(Source document Opens)
In 2016, Charleston SC based developers James Bakker and Tom Finnegan(BF Spartanburg LLC) revealed its $29 million plan to renovate the historic building, which it purchased in February 2017 from Florida-based Cypress Lending Group for $680,000.

The plan for this mixed-use project included retail and restaurant space on the ground floor, office space on the second and third floors, and 63 apartment units on the upper seven floors. Residential amenities including a fitness center and storage units were planned the basement, as well as additional office space.

It was a unique renovation project in that the building's thousands of precast concrete exterior panels were replaced with replicated panels made of modern materials and fit to historic standards. The original facade panels were cast using an inferior concrete mix and flawed techniques which, over time, caused the panels to buckle and deteriorate. Molds were made from the original panels, sharpened by an artist to capture all the details, and new panels were created as exact replicas (to historic standards) using the molds.

The developer began renovations on the 10-story building in early 2017 and completed the project in December 2018.

The Carolina Theatre was not part of the renovation project completed in 2018. However, the same developers plan to manage a restoration of the theatre in the coming years. Input from the local community will be sought to determine the end use for the theatre.

The Montgomery Building was listed on the National Register of Historic Places in 2011.

===Awards and recognition===
The Montgomery Building's renovation has been recognized with numerous awards, including the 2020 Gignilliat Preservation Award from the Spartanburg County Historical Association; the 2021 Palladio Award for Commercial Adaptive Reuse and/or Sympathetic Addition from Traditional Building Magazine; and the 2021 Preservation Honor Award from Preservation South Carolina, SCDAH, and the Office of the Governor.
(Source document Closes)
(Data supplied Opens)
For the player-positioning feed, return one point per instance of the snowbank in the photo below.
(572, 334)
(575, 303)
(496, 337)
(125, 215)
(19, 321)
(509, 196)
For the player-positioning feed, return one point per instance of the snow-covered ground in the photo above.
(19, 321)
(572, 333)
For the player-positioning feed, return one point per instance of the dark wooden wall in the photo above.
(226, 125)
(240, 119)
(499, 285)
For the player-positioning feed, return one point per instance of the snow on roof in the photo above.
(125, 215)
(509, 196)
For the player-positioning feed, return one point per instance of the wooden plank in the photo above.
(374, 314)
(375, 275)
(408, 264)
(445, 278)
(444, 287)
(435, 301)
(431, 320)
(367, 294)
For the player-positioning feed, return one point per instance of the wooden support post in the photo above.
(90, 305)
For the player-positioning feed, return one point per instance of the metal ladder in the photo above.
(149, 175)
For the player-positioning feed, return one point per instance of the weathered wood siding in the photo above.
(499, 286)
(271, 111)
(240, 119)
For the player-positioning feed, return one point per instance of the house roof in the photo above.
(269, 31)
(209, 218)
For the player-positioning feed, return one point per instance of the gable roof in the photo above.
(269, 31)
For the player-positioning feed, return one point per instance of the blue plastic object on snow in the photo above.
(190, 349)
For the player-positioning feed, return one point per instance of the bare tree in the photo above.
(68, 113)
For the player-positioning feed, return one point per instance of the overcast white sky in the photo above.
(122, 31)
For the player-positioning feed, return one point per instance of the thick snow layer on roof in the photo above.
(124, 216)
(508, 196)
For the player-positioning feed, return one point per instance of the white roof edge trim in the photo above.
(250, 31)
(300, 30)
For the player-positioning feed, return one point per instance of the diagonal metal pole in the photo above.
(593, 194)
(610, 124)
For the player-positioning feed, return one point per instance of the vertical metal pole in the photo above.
(Data supplied Closes)
## Task
In the Montgomery Building text above, what are the answers to these questions?
(a) How many apartment units did the plan include?
(b) When was the renovation completed?
(c) In what year was the building listed on the National Register of Historic Places?

## Expected answer
(a) 63
(b) December 2018
(c) 2011